[Exercise text — start]

Game of Thrones, a series so well-written and intricately designed that many consider it to be one of the greatest in history, still falls victim to one of Hollywood’s biggest weaknesses: death scenes.
As a trauma surgeon, I’m acutely familiar with the body’s reaction to wounds. I can tell you, without hesitation, that one sword plunge through the belly does not an instant mortal wound make.
And yet, it’s portrayed as the lethal weapon in a scene we see play out again and again: one brave warrior clearing a room of dozens with quick jabs at their midsections that send them tumbling helplessly to the floor, never to stand again. The ability to render so many enemies irrelevant so quickly—and graphically—is convenient for Game of Thrones plots, but not for its credibility.
I shake my head in stunned disbelief at the impossibly fast deaths from one sword wound— which can take anywhere from hours to days to prove fatal in reality. In the first four seasons of the show alone, 456 characters have died by fire, sword, poison, hanging, being mauled by animals, starvation, arrow, and bludgeoning. The vast majority of these have been through penetration to the torso—nearly all of which have been grossly inaccurate.

[Exercise text — finish]

## Directions
The passage on Game of Thrones death scenes gives the ways characters died in the show's first four seasons. List every one of them.

[Entries shown — start]

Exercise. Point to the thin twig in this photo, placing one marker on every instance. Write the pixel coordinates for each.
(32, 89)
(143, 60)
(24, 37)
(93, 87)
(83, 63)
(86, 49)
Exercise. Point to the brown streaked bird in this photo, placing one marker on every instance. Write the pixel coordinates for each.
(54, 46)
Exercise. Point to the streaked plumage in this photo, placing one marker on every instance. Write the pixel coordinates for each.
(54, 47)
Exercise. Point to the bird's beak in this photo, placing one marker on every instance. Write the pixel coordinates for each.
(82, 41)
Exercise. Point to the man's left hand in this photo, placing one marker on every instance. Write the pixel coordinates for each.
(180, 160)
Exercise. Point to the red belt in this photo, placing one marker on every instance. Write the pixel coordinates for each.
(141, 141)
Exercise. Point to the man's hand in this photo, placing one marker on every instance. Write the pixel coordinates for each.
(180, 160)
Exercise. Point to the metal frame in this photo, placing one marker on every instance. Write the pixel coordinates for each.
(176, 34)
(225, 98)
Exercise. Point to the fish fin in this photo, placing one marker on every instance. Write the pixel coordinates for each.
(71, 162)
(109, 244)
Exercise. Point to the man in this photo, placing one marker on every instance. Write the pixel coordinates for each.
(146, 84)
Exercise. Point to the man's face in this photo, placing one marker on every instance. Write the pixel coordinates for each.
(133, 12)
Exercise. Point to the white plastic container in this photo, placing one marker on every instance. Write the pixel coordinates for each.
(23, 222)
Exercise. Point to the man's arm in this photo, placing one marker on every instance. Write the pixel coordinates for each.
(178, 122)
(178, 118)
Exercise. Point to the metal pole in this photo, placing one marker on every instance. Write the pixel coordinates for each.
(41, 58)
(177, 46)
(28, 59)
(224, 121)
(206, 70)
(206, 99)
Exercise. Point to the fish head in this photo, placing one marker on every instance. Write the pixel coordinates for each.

[Entries shown — finish]

## Exercise response
Fire, sword, poison, hanging, being mauled by animals, starvation, arrow, and bludgeoning.